## WRITTEN REQUEST
Present the data below as a numbered list, leaving out blank lines and any pictures.

───── EXERCISE MATERIALS ─────

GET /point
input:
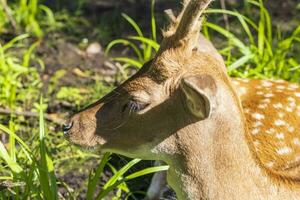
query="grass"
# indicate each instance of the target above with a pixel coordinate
(33, 153)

─────

## FULL SOLUTION
1. GET /point
2. input:
3. query="grass"
4. # indicate each instance of the target above with a pixel coordinate
5. (33, 153)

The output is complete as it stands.